TEXTE À LIRE
Lettre ouverte aux stagiaires
Cette lettre ouverte aux stagiaires a été initialement publiée dans la Newsletter du mois de juin du Carrefour des stagiaires.
Merci au Carrefour de m’avoir invité à partager ma vision du stage.
Mes chères consœurs,
Mes chers confrères,
Vous avez choisi un métier exigeant mais passionnant. Voilà ce que je dis depuis de nombreuses années à chaque nouveau stagiaire dont la formation m’est confiée et aux stagiaires auxquels j’ai le plaisir de dispenser le cours de déontologie. Permettez-moi, fort de cette expérience, de partager avec vous les convictions qui animent ma volonté d’œuvrer au service des stagiaires.
Un maître de stage a pour premier devoir de former son stagiaire. Il doit l’accompagner dans la transformation de ses acquis universitaires en réelles compétences. Il doit l’initier aux arcanes de nos règles déontologiques. Il doit lui apprendre à gérer son temps, les conflits de priorité dans les dossiers et le stress. Il doit lui enseigner l’art de gérer les relations avec les clients, les confrères et les magistrats. Le bon maître de stage le fera avec rigueur, bienveillance et humanité. Il accompagnera son stagiaire dans son développement professionnel. Il lui proposera des perspectives qui correspondent à ses aspirations réelles. Il lui donnera la passion de ce métier à nul autre pareil.
Notre Ordre et le dauphin en particulier doivent veiller à ce que les jeunes avocats se sentent accueillis et encouragés à s’épanouir au barreau, qu’ils soient toujours traités avec respect.
Ce n’est malheureusement pas toujours le cas. Je les ai rencontrés, parfois accompagnés et conseillés, ces jeunes avocats victimes de harcèlement ou autres abus. J’en garde un sentiment de révolte, particulièrement lorsque ces agissements sont exacerbés par le genre ou la précarité du stagiaire. Ces comportements indignes sont aux antipodes de ma conception de notre profession et doivent être farouchement combattus. J’entends la défiance ou la déception de certains d’entre vous par rapport aux instances de l’Ordre. Elle m’attriste mais je la comprends.

DONNÉES FOURNIES
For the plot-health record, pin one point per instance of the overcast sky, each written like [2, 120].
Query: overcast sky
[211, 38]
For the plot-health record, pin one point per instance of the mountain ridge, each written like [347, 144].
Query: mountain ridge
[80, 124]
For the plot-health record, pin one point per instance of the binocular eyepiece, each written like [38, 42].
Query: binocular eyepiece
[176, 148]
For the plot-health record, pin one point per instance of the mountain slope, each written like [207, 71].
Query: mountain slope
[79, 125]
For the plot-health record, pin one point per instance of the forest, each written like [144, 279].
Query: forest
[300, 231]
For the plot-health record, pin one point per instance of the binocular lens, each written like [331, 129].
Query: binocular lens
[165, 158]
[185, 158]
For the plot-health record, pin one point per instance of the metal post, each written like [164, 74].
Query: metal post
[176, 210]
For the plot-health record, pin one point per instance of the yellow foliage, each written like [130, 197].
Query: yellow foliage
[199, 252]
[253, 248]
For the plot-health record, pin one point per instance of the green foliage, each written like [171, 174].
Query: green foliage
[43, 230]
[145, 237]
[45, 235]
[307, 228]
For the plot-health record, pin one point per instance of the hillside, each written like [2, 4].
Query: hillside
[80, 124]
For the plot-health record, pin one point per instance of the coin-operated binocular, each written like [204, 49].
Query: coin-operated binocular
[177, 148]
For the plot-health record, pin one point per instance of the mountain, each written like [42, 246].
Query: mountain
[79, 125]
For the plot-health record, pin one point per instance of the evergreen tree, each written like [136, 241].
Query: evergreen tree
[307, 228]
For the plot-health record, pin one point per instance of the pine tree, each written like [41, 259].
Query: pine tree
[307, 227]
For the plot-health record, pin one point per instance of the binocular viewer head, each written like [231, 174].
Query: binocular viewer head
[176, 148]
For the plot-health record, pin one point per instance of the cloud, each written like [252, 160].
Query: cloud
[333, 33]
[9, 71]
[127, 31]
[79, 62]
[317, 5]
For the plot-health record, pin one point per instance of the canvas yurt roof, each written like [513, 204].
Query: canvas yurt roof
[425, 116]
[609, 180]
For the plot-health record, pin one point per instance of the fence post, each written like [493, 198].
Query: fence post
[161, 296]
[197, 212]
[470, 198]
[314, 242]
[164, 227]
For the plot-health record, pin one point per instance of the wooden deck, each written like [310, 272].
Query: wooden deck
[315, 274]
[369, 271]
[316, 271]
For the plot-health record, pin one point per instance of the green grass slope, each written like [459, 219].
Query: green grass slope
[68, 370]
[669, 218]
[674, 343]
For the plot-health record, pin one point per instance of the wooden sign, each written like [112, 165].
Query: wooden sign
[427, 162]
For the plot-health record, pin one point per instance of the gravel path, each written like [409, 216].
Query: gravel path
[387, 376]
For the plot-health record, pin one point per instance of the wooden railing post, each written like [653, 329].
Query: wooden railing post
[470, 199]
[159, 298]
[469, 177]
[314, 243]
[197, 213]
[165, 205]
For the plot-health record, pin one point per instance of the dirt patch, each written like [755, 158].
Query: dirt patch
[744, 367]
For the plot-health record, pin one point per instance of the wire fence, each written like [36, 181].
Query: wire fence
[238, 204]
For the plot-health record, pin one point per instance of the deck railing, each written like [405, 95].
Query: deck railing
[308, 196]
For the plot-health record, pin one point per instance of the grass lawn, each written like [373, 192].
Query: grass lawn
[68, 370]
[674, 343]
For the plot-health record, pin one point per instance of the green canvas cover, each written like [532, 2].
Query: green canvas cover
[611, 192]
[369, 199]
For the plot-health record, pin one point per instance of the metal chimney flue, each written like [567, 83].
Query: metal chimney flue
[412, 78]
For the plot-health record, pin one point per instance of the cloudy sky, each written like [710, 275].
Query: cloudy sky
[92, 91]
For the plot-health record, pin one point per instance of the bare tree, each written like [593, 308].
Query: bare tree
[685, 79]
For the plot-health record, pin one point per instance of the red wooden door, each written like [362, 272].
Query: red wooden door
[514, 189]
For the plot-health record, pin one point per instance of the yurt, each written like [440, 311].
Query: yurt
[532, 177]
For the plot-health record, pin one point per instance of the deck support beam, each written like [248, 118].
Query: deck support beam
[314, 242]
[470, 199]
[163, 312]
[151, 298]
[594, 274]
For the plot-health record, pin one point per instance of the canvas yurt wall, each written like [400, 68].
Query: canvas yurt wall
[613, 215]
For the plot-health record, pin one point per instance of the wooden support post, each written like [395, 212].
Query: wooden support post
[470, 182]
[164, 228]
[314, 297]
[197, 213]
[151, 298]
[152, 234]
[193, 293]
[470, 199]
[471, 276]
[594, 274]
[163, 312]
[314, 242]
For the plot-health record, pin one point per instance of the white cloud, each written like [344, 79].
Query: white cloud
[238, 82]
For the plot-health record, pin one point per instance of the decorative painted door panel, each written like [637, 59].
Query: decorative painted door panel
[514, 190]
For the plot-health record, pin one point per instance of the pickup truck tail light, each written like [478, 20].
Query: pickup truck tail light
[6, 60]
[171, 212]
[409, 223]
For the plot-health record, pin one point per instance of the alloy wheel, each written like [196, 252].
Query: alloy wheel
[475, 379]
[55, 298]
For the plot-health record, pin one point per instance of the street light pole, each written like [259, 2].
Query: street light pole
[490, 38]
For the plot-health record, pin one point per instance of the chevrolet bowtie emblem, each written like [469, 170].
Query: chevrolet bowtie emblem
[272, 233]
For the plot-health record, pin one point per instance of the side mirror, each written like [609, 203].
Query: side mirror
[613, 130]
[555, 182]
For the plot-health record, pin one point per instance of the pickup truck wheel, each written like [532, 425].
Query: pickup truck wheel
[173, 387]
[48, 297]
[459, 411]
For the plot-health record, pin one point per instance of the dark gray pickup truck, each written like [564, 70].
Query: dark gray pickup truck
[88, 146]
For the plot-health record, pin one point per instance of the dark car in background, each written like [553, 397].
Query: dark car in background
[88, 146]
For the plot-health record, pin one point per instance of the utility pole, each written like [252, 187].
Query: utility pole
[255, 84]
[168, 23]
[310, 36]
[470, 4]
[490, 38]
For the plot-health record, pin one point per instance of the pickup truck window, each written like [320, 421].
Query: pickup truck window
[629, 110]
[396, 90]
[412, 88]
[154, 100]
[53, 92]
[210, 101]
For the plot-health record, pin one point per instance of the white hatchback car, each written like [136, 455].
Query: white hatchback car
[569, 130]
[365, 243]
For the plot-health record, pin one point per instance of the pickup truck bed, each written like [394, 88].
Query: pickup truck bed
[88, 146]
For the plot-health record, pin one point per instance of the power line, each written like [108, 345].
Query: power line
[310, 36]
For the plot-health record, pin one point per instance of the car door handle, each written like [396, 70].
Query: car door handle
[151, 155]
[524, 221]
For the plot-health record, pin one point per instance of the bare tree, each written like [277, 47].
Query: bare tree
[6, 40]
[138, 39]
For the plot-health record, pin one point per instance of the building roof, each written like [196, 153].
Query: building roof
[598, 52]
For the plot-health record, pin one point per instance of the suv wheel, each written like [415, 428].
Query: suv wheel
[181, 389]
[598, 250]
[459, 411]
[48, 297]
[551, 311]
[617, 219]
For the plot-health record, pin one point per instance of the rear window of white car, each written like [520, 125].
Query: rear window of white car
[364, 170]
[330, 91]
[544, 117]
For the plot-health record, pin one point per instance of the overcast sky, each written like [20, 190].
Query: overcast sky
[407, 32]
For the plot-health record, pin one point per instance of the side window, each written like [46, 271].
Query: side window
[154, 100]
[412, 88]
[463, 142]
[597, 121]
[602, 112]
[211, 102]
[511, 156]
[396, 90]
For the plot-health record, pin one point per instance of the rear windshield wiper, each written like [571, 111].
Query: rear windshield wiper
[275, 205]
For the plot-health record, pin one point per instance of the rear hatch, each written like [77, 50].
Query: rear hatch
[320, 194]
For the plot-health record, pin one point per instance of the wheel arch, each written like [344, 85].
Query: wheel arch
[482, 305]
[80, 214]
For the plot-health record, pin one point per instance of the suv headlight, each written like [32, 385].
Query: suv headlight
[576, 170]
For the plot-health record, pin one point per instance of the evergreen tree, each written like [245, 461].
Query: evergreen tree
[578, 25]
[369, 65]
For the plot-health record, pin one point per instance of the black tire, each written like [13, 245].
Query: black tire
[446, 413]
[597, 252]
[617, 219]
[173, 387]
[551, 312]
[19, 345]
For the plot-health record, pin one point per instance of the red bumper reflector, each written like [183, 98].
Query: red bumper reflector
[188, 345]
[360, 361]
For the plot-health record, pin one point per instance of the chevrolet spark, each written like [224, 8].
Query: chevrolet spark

CONSIGNE ÉCRITE 1
Pouvez-vous transcrire le passage de la lettre ouverte aux stagiaires qui commence par les mots contenant « Ce n’est malheureusement » et se termine par « je la comprends. » ?
CONSIGNE ÉCRITE 2
Pouvez-vous reproduire mot pour mot les lignes des enregistrements qui vont de celle contenant « like [224, 8]. » jusqu'à la fin des enregistrements, ces deux limites comprises ?

RÉPONSE CORRECTE 1
Ce n’est malheureusement pas toujours le cas. Je les ai rencontrés, parfois accompagnés et conseillés, ces jeunes avocats victimes de harcèlement ou autres abus. J’en garde un sentiment de révolte, particulièrement lorsque ces agissements sont exacerbés par le genre ou la précarité du stagiaire. Ces comportements indignes sont aux antipodes de ma conception de notre profession et doivent être farouchement combattus. J’entends la défiance ou la déception de certains d’entre vous par rapport aux instances de l’Ordre. Elle m’attriste mais je la comprends.

RÉPONSE CORRECTE 2
For the plot-health record, pin one point per instance of the chevrolet spark, each written like [224, 8].
Query: chevrolet spark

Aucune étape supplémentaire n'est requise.